Copy everything in the CSFQ passage from "Through simulations, CSFQ" down to "of the outcomes!", and change "simulations" to "experiments".

### Document passage
▽
In its core, CSFQ (Core-Stateless Fair Queueing) divides the whole Internet into islands of routers. Each island is considered to have edge routers that maintain per-flow states and label packets with fair rates as they enter in an  island; whereas, core routers process packets based on the labels attached by the edge routers using FIFO queueing in conjunction with probabilistic dropping. Two primary challenges in this mechanism is to estimate arrival rates for labeling and to estimate fair share based on arrival rates. CSFQ uses aggregate based estimates using exponential averaging for both cases and uses heuristics to fix possible discrepancies in estimations. Finally, when packets leave an island labels are rewritten with updated fair rates. Theoretical bounds and detailed algorithms can be found in the paper.

Through simulations, CSFQ is shown to be performing better than simplistic FIFO and RED, in par with FRED, and worse than more complex and state-full DRR. However, the authors seem undecided about what to make of the outcomes!
△
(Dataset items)
▽
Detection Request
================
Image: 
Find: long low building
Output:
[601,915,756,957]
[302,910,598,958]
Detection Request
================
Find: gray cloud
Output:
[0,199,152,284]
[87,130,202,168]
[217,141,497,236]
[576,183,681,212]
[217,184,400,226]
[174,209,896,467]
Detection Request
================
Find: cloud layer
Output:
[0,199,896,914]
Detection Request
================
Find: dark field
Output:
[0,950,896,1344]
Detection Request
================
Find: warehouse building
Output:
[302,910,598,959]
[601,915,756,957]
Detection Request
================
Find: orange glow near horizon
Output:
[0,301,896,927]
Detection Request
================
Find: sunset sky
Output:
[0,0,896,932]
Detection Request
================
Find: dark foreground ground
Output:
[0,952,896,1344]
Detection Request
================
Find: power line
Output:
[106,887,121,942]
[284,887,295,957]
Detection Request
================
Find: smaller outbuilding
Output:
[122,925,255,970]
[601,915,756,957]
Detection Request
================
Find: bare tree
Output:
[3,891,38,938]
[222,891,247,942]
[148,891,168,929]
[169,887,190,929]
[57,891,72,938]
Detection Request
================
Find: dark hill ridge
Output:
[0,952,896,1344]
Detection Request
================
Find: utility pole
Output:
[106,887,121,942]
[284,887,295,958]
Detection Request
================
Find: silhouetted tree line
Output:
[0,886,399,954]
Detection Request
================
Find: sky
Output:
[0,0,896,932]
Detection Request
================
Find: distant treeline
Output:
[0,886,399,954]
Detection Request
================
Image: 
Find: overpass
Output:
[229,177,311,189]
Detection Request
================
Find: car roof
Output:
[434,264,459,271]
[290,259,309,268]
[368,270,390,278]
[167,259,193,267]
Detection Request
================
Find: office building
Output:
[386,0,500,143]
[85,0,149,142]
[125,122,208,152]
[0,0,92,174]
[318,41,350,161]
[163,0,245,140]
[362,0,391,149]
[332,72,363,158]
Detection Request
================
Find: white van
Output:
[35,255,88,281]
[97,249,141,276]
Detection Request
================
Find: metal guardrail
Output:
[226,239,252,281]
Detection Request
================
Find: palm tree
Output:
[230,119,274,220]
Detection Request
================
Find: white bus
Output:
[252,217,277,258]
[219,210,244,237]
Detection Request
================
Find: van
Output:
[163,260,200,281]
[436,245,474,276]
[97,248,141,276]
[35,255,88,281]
△
### Solution
Through experiments, CSFQ is shown to be performing better than simplistic FIFO and RED, in par with FRED, and worse than more complex and state-full DRR. However, the authors seem undecided about what to make of the outcomes!